TASK DESCRIPTION
Return every line from the rows below that contains the string "table", matching case exactly.

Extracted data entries
[Start]

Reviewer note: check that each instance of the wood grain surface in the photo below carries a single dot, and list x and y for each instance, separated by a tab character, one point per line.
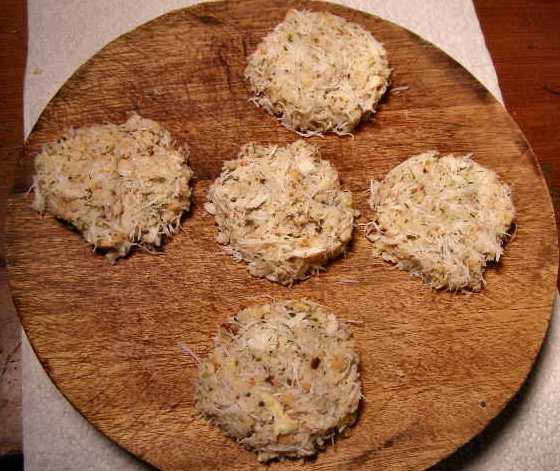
437	366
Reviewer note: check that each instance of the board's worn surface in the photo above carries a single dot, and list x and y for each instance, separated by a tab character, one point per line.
437	366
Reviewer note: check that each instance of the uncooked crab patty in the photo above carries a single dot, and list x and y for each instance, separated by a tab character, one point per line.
443	218
281	210
119	185
282	379
318	72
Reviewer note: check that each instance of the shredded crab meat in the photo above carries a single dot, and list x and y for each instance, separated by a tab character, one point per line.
282	379
442	218
318	73
281	210
120	185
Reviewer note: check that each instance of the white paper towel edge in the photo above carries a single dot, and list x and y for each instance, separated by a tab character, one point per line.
62	35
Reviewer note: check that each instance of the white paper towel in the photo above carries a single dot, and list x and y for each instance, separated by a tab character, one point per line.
65	33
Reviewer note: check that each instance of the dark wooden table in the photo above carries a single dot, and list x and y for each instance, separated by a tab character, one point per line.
523	37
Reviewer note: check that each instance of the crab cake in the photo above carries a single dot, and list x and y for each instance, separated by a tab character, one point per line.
120	185
282	379
318	72
442	218
281	210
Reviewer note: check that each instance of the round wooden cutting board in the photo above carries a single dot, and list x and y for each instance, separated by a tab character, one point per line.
437	366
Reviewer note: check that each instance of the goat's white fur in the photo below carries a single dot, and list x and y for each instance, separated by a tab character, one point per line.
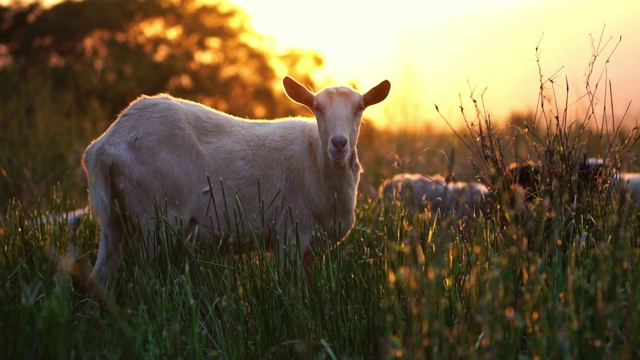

[End]

EXERCISE SOLUTION
Reviewer note: check that each instance of the dark wooden table in the photo above carries a single dot, and list x and y for each instance, separated by a tab character, one point per line.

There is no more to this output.